(RECORDS FOR THE TASK begins)

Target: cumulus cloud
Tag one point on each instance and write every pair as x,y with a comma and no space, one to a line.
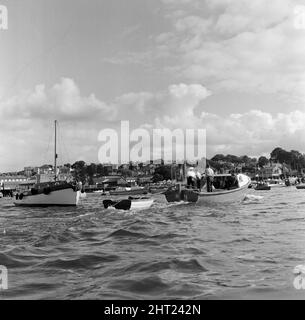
26,122
244,46
63,102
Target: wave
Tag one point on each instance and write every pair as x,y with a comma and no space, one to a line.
82,262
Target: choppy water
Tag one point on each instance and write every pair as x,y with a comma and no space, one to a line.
246,250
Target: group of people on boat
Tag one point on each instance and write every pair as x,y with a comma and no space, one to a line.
197,180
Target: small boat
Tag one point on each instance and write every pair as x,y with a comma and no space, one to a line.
179,193
226,188
132,191
276,183
54,193
129,204
262,187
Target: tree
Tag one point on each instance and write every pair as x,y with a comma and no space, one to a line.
157,178
164,171
262,161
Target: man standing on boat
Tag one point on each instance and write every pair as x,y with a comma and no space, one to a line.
191,177
198,179
209,173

(RECORDS FOR THE TASK ends)

WHAT YOU SHOULD DO ▸
Copy every line of the listing that contains the word "Target".

RESPONSE TO THIS TASK ▸
Target: cumulus cloud
Target: wave
Target: choppy water
Target: group of people on boat
Target: small boat
Target: tree
Target: man standing on boat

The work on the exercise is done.